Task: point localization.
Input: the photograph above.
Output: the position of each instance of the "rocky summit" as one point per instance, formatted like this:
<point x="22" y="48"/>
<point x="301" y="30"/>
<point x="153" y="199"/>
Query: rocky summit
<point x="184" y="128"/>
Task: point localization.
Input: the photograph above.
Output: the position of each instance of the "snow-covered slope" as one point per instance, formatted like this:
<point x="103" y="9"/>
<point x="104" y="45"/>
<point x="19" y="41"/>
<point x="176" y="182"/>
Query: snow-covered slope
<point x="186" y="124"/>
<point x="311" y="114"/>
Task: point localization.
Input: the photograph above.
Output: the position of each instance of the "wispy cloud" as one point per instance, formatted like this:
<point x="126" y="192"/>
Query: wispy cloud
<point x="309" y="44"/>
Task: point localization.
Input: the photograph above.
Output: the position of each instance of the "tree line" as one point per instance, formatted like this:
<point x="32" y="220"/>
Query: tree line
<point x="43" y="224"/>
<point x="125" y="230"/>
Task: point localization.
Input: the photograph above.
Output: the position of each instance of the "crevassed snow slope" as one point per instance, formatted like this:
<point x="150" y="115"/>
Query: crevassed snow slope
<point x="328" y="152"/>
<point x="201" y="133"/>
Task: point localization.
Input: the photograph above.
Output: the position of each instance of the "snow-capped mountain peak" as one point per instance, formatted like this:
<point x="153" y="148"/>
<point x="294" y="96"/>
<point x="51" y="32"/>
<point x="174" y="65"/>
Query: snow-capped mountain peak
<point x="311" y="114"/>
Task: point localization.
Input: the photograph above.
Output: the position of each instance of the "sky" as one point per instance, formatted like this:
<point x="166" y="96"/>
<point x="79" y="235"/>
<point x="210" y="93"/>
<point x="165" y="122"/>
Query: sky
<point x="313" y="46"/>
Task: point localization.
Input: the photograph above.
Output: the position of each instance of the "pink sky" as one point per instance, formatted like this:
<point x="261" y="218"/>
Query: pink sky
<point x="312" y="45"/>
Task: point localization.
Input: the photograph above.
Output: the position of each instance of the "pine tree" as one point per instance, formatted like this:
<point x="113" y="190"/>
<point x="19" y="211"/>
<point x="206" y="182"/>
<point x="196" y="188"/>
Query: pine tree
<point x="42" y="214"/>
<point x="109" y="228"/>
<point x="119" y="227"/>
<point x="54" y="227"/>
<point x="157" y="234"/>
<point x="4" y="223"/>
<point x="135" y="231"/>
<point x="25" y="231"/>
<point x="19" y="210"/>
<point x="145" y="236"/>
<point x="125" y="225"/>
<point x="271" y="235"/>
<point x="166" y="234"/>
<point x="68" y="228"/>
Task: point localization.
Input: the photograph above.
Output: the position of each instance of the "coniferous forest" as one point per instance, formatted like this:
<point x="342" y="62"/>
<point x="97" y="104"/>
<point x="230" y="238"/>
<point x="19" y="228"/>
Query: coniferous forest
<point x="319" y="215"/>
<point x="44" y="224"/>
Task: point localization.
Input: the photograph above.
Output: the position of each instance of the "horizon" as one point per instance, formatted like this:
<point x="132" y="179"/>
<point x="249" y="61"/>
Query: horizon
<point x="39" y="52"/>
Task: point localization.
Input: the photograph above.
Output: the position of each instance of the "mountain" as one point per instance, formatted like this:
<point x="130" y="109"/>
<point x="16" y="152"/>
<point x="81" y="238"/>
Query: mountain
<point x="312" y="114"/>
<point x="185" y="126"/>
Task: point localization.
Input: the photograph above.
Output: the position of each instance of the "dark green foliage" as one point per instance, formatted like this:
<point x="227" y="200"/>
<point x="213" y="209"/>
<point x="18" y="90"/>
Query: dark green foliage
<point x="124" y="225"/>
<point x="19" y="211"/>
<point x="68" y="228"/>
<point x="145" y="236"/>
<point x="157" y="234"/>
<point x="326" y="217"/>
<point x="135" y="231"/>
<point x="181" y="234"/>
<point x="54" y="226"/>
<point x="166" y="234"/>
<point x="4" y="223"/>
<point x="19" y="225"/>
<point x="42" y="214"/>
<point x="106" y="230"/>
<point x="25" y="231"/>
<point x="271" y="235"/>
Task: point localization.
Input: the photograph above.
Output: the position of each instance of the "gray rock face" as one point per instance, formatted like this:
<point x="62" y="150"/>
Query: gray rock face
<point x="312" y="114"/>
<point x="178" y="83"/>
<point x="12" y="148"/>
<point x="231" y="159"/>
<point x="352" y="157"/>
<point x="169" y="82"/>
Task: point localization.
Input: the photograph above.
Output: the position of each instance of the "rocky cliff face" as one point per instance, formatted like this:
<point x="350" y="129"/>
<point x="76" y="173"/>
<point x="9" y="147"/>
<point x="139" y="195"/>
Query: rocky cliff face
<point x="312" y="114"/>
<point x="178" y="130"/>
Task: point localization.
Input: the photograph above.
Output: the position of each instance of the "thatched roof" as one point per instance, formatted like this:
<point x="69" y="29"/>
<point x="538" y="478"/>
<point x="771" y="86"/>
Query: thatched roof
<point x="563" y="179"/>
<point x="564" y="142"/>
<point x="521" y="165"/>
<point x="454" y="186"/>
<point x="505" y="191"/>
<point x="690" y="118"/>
****************
[Instructions for the task]: Please output every record, keeping each line exact.

[Task solution]:
Task: point localization.
Input: the photograph above.
Output: the position of each instance of the "rocky summit" as one point per instance, formatted like this:
<point x="22" y="48"/>
<point x="301" y="30"/>
<point x="153" y="199"/>
Query: rocky summit
<point x="184" y="128"/>
Task: point localization.
Input: the photograph above.
Output: the position of each instance of the "snow-covered slope" as one point per instance, formatted like this:
<point x="103" y="9"/>
<point x="104" y="45"/>
<point x="19" y="41"/>
<point x="176" y="182"/>
Query: snow-covered slope
<point x="186" y="124"/>
<point x="311" y="114"/>
Task: point localization.
Input: the photograph above.
Output: the position of each instance of the "wispy cloud" as one point per instance, formatted like this:
<point x="126" y="192"/>
Query: wispy cloud
<point x="309" y="44"/>
Task: point localization.
Input: the photograph above.
Output: the position of each instance of the "tree line" as one point per instance, formatted like this:
<point x="32" y="220"/>
Query: tree line
<point x="43" y="224"/>
<point x="125" y="230"/>
Task: point localization.
Input: the photograph above.
Output: the position of each instance of the "crevassed snow slope" as one point per instance, formatted like this:
<point x="150" y="115"/>
Query: crevassed snow slope
<point x="328" y="152"/>
<point x="201" y="133"/>
Task: point localization.
Input: the photograph above.
Output: the position of each instance of the "snow-capped mountain peak" as one point per instance, formatted like this:
<point x="153" y="148"/>
<point x="294" y="96"/>
<point x="51" y="32"/>
<point x="174" y="65"/>
Query: snow-capped mountain peak
<point x="311" y="114"/>
Task: point localization.
Input: the photograph above.
Output: the position of each instance of the "sky" as one point per instance, formatted like this:
<point x="166" y="96"/>
<point x="79" y="235"/>
<point x="210" y="93"/>
<point x="165" y="122"/>
Query: sky
<point x="313" y="46"/>
Task: point localization.
Input: the photograph above.
Output: the position of each instance of the "pink sky" as one point per instance, formatted like this:
<point x="261" y="218"/>
Query: pink sky
<point x="312" y="45"/>
Task: point localization.
Input: the photograph above.
Output: the position of each instance of the "pine tree" as one point per instance, formatted like this:
<point x="113" y="190"/>
<point x="19" y="211"/>
<point x="206" y="182"/>
<point x="196" y="188"/>
Query: pine tree
<point x="42" y="214"/>
<point x="109" y="228"/>
<point x="119" y="227"/>
<point x="54" y="227"/>
<point x="157" y="234"/>
<point x="4" y="223"/>
<point x="135" y="231"/>
<point x="25" y="231"/>
<point x="19" y="210"/>
<point x="145" y="236"/>
<point x="125" y="225"/>
<point x="271" y="235"/>
<point x="166" y="234"/>
<point x="68" y="228"/>
Task: point localization.
Input: the photograph above.
Output: the position of each instance of the "coniferous forest" as one point per instance, formatted like this:
<point x="342" y="62"/>
<point x="97" y="104"/>
<point x="230" y="238"/>
<point x="19" y="228"/>
Query: coniferous forest
<point x="319" y="215"/>
<point x="44" y="224"/>
Task: point localization.
Input: the photograph above.
Output: the position of each instance of the "horizon" as one point per instance, formatted like this:
<point x="132" y="179"/>
<point x="249" y="61"/>
Query: horizon
<point x="39" y="52"/>
Task: point localization.
Input: the photograph above.
Output: the position of each instance of the "mountain" as one point per instance, formatted like this:
<point x="130" y="109"/>
<point x="16" y="152"/>
<point x="81" y="238"/>
Query: mountain
<point x="312" y="114"/>
<point x="185" y="126"/>
Task: point localization.
Input: the photograph above.
Output: the position of each instance of the "dark green foliage" as one point per instance, formatted like this:
<point x="227" y="200"/>
<point x="213" y="209"/>
<point x="18" y="90"/>
Query: dark green foliage
<point x="124" y="225"/>
<point x="19" y="211"/>
<point x="68" y="228"/>
<point x="145" y="236"/>
<point x="157" y="234"/>
<point x="326" y="217"/>
<point x="135" y="231"/>
<point x="181" y="234"/>
<point x="54" y="226"/>
<point x="166" y="234"/>
<point x="4" y="223"/>
<point x="19" y="225"/>
<point x="42" y="214"/>
<point x="106" y="230"/>
<point x="25" y="231"/>
<point x="271" y="235"/>
Task: point localization.
Input: the photograph above.
Output: the position of each instance of the "gray rock face" as one point per instance, formatted like this:
<point x="62" y="150"/>
Query: gray rock face
<point x="312" y="114"/>
<point x="178" y="83"/>
<point x="12" y="148"/>
<point x="231" y="159"/>
<point x="352" y="157"/>
<point x="169" y="82"/>
Task: point localization.
Input: the photograph above.
Output: the position of each instance of the "rocky cliff face" as one point per instance, formatted like this:
<point x="350" y="129"/>
<point x="76" y="173"/>
<point x="9" y="147"/>
<point x="139" y="195"/>
Query: rocky cliff face
<point x="312" y="114"/>
<point x="178" y="130"/>
Task: point localization.
Input: the photograph above.
Output: the position of each instance of the "thatched roof" as one point per instance, formatted like this:
<point x="69" y="29"/>
<point x="538" y="478"/>
<point x="771" y="86"/>
Query: thatched roof
<point x="563" y="179"/>
<point x="564" y="142"/>
<point x="521" y="165"/>
<point x="454" y="186"/>
<point x="505" y="191"/>
<point x="690" y="118"/>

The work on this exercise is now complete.